Revise the entries below so that "drop a marker" becomes "place a marker" wherever it appears, and keep every other line the same. Leave the pictures out of your answer.
***** SUPPLIED DATA
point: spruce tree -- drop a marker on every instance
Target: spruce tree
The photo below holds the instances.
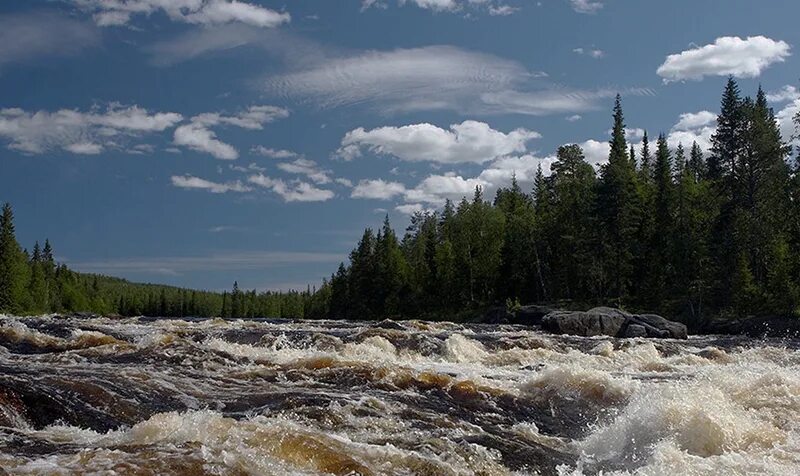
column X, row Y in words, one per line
column 618, row 210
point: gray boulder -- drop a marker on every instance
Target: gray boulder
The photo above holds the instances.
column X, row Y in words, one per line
column 635, row 330
column 612, row 322
column 595, row 322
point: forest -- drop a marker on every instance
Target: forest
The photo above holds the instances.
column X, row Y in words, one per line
column 681, row 232
column 32, row 283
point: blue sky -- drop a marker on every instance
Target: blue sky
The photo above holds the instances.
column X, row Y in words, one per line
column 194, row 142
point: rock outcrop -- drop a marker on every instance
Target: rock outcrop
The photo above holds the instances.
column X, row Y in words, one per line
column 612, row 322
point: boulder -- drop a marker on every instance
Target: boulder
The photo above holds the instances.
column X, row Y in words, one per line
column 595, row 322
column 658, row 325
column 612, row 322
column 635, row 330
column 531, row 315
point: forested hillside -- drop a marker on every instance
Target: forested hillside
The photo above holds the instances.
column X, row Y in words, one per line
column 653, row 229
column 33, row 283
column 680, row 232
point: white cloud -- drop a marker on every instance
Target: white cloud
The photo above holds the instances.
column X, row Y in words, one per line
column 295, row 191
column 450, row 6
column 191, row 182
column 33, row 35
column 728, row 55
column 378, row 189
column 202, row 12
column 586, row 6
column 552, row 101
column 785, row 94
column 412, row 208
column 592, row 52
column 197, row 134
column 693, row 120
column 434, row 189
column 273, row 153
column 80, row 132
column 85, row 148
column 470, row 141
column 306, row 167
column 433, row 77
column 693, row 127
column 198, row 137
column 596, row 152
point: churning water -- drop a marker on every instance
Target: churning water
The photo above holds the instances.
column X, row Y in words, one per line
column 142, row 396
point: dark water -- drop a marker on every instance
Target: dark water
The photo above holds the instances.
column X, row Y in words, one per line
column 142, row 396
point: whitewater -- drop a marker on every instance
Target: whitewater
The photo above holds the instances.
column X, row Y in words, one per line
column 102, row 395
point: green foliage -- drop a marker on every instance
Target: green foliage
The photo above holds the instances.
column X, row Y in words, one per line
column 696, row 237
column 689, row 236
**********
### RESPONSE TO THIS EXERCISE:
point: spruce tree -- place a marker on every instance
Target: spruce tree
The photo below holds the instances.
column X, row Y in words, one per line
column 618, row 210
point: gray boulder -- place a marker on every instance
Target: gray boulder
The photo above holds the instances.
column X, row Y in words, one per line
column 635, row 330
column 612, row 322
column 595, row 322
point: forest -- place a marker on every instance
Target: forest
The photo above holds the instances.
column X, row Y in words, one per line
column 681, row 232
column 32, row 283
point: blue sky -- place a marker on every instance
Target: blue sky
The photo above holds the instances.
column X, row Y in words, one per line
column 194, row 142
point: rock outcrop -- place a marker on every instance
Target: rock outcrop
The photo above holds the instances.
column X, row Y in words, one per line
column 612, row 322
point: boulder -- place a marker on every instance
Target: boulder
The photo above holds the instances.
column X, row Y in words, one per line
column 595, row 322
column 658, row 325
column 612, row 322
column 635, row 330
column 531, row 315
point: forested hillside -- place a marker on every instance
Target: forested hillside
The photo above holds the instances.
column X, row Y in words, one per line
column 653, row 229
column 33, row 283
column 680, row 232
point: white cloud -- place a marker on every instance
Target: white cloud
The photo above holds the instances.
column X, row Y in words, one per line
column 295, row 191
column 450, row 6
column 191, row 182
column 33, row 35
column 728, row 55
column 378, row 189
column 202, row 12
column 586, row 6
column 552, row 101
column 785, row 94
column 412, row 208
column 592, row 52
column 197, row 134
column 693, row 120
column 434, row 189
column 273, row 153
column 80, row 132
column 85, row 148
column 470, row 141
column 306, row 167
column 433, row 77
column 693, row 127
column 198, row 137
column 596, row 152
point: churning water -- place a marker on every instance
Target: churning water
The photo above holds the instances.
column X, row Y in words, one per line
column 142, row 396
point: dark water -- place a marker on every instance
Target: dark water
The photo above holds the instances.
column X, row Y in words, one per line
column 142, row 396
point: whitewater -- place a marker on every instance
Target: whitewater
The photo above holds the instances.
column X, row Y in words, one per line
column 102, row 395
point: green foliage -- place a marker on every instance
Target: green foliage
The photo above holds the instances.
column X, row Y in words, one per line
column 696, row 237
column 689, row 236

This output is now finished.